ACTION ITEM - Go through the entries below and collect each line with the string "shoe" in it.

(Items listed in a dataset)
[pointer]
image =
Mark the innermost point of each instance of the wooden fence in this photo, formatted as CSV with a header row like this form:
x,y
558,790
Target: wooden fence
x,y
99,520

* * *

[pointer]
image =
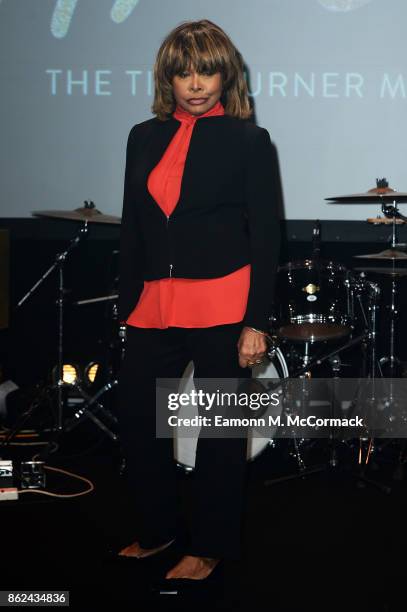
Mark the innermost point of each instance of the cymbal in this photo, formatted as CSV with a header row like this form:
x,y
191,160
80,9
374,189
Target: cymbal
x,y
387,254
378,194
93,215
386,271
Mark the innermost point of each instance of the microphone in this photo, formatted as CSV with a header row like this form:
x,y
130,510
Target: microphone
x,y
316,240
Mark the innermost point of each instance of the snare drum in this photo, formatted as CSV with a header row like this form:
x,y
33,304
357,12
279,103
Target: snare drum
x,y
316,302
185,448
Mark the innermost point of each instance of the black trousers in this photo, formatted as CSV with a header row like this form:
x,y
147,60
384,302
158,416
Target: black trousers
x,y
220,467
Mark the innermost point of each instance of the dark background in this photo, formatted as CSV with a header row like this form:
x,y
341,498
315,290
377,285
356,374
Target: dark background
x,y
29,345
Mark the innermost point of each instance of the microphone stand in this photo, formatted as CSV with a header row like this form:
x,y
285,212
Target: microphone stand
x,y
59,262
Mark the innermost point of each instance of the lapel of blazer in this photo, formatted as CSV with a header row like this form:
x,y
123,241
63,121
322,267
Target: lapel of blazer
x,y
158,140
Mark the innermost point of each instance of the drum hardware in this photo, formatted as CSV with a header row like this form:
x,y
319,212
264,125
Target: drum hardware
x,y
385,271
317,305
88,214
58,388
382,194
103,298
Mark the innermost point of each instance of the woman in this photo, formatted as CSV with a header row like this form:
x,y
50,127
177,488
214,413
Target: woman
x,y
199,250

* * *

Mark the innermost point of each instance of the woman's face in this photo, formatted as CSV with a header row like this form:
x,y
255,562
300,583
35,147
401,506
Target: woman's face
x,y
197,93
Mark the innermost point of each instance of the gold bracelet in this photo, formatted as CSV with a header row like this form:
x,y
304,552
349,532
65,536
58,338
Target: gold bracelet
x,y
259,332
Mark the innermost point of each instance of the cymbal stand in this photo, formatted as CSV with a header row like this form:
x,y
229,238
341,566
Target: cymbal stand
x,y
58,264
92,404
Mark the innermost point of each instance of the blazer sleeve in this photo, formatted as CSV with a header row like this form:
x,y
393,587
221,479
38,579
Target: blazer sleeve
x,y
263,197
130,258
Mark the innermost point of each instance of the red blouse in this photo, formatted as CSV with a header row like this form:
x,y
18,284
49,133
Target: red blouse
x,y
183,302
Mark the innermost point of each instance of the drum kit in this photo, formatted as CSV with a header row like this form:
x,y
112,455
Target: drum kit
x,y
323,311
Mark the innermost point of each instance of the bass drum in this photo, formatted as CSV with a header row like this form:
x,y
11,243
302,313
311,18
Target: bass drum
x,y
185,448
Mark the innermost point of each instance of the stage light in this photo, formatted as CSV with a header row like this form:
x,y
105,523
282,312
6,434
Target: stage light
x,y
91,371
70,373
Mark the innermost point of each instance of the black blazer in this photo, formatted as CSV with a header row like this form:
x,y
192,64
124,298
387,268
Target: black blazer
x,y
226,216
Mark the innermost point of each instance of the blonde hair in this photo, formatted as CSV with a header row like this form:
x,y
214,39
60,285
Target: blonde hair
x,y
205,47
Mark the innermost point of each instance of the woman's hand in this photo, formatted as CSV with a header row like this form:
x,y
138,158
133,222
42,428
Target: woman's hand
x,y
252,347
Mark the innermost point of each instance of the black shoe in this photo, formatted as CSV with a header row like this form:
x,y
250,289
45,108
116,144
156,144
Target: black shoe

WRITTEN ANSWER -
Mark the innermost point of each instance of the black shoe in this photo, formatted as CSV with a header row like this form:
Target: black shoe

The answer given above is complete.